Count the lines in the entries below that contain the string "light". State only the resulting number.
==================================================
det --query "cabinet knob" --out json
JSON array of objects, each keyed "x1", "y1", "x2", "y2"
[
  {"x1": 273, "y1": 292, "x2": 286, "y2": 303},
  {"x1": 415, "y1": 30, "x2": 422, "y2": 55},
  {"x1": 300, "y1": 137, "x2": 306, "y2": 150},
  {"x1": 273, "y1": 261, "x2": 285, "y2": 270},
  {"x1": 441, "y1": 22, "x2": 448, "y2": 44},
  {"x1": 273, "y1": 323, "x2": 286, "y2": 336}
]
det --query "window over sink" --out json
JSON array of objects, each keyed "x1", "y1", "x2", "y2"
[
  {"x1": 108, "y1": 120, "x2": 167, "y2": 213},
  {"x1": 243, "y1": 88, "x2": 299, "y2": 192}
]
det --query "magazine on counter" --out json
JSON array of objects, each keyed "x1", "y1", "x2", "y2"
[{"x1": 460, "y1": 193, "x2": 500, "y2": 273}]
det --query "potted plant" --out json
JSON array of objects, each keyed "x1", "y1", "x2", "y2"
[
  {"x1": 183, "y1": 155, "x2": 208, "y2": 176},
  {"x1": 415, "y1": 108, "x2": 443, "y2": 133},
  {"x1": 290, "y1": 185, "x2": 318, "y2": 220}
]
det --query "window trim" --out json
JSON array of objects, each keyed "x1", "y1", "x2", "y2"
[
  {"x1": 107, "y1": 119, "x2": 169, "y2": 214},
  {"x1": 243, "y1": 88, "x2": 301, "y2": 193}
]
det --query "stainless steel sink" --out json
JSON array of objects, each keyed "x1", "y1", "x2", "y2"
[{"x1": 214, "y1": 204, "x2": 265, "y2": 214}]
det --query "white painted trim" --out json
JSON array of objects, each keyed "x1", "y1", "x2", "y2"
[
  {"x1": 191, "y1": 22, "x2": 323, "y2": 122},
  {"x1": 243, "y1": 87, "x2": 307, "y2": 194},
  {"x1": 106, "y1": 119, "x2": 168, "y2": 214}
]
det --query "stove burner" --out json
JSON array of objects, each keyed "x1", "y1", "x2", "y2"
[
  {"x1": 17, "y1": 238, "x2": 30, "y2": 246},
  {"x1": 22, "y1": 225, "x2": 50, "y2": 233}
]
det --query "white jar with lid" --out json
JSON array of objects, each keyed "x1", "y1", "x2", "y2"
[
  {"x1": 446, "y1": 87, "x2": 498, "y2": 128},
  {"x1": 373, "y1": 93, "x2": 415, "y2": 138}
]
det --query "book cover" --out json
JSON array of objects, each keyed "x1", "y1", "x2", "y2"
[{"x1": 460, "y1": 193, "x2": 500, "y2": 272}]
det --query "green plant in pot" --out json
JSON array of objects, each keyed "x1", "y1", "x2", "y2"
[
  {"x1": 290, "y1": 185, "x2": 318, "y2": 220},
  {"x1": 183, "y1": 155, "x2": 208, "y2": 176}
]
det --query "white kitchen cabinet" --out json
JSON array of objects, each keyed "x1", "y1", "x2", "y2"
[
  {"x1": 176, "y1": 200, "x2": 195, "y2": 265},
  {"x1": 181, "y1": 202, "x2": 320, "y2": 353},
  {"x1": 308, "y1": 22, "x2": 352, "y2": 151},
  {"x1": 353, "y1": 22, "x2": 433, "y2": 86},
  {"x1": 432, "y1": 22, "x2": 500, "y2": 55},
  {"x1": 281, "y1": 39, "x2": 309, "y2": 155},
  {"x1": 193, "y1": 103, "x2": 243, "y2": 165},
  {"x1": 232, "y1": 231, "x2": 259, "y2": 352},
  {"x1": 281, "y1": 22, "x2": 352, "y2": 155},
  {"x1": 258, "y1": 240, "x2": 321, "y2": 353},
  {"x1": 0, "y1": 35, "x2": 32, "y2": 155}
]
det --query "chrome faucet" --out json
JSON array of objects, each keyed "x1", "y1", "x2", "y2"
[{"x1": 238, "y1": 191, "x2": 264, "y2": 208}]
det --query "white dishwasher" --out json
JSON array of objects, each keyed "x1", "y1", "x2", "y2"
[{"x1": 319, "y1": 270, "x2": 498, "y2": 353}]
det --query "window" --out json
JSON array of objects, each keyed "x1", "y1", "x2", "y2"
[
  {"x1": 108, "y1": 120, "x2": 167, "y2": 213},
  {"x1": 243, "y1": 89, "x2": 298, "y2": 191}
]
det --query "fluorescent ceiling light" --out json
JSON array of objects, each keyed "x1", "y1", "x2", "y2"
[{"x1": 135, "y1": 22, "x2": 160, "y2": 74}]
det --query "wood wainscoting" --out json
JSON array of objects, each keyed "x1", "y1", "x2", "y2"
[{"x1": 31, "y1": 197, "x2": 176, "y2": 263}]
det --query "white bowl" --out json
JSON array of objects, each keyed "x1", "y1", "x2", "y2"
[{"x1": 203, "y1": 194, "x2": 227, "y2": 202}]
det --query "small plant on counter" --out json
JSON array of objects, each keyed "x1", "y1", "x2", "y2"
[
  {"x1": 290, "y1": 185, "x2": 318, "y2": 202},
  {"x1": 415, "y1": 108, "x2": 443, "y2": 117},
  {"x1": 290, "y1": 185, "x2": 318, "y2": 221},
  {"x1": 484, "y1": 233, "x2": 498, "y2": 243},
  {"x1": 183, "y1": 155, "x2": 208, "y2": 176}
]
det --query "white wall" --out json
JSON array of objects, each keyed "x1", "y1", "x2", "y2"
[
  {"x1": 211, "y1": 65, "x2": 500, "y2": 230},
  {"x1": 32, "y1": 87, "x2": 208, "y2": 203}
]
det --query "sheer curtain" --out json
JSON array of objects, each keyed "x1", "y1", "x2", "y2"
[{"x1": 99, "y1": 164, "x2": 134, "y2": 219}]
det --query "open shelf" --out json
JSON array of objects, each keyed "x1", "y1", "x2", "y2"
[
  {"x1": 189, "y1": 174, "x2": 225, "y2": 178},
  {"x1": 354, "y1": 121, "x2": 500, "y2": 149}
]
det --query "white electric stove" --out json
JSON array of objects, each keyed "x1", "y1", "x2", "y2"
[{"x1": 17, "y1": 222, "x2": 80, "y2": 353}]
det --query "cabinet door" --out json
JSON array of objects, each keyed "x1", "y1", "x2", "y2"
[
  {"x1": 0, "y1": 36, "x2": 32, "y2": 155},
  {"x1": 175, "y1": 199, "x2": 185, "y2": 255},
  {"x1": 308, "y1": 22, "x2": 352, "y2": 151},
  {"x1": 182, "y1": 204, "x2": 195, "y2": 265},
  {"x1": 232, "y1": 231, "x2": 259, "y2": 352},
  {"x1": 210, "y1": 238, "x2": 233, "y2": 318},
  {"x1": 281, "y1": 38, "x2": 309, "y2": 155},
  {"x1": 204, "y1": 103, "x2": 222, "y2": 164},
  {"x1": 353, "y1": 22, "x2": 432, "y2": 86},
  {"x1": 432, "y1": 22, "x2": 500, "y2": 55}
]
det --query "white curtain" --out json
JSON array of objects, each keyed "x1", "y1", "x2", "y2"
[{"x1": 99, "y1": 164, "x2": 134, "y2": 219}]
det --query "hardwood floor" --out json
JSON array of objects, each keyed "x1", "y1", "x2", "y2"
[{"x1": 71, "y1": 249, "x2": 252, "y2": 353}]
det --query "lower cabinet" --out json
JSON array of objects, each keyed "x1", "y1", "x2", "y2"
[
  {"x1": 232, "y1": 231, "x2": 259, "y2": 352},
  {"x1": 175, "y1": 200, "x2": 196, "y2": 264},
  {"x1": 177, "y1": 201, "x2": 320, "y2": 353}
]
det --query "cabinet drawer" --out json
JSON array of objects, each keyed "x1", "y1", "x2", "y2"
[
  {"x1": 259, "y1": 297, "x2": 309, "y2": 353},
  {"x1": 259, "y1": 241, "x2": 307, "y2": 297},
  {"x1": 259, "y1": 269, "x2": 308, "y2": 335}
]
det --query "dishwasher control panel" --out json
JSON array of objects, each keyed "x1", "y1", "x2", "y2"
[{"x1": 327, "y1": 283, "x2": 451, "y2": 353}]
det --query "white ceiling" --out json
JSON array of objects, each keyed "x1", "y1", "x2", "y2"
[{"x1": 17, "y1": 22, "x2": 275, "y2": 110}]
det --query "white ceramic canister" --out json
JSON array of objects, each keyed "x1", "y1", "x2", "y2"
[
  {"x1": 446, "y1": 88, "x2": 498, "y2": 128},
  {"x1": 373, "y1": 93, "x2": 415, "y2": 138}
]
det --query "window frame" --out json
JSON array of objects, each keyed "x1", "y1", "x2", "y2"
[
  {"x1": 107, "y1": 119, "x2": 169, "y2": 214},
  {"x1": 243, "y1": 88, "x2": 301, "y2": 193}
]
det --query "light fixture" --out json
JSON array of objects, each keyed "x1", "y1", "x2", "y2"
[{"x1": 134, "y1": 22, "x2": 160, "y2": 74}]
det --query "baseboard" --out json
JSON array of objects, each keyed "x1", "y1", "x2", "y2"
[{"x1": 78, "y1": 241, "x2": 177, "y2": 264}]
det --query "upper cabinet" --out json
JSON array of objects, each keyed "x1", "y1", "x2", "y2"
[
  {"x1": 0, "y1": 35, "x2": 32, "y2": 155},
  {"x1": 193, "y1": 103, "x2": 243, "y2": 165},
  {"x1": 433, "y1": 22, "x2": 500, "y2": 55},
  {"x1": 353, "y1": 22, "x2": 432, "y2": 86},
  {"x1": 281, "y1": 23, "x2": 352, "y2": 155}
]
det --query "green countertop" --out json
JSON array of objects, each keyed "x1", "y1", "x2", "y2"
==================================================
= Task result =
2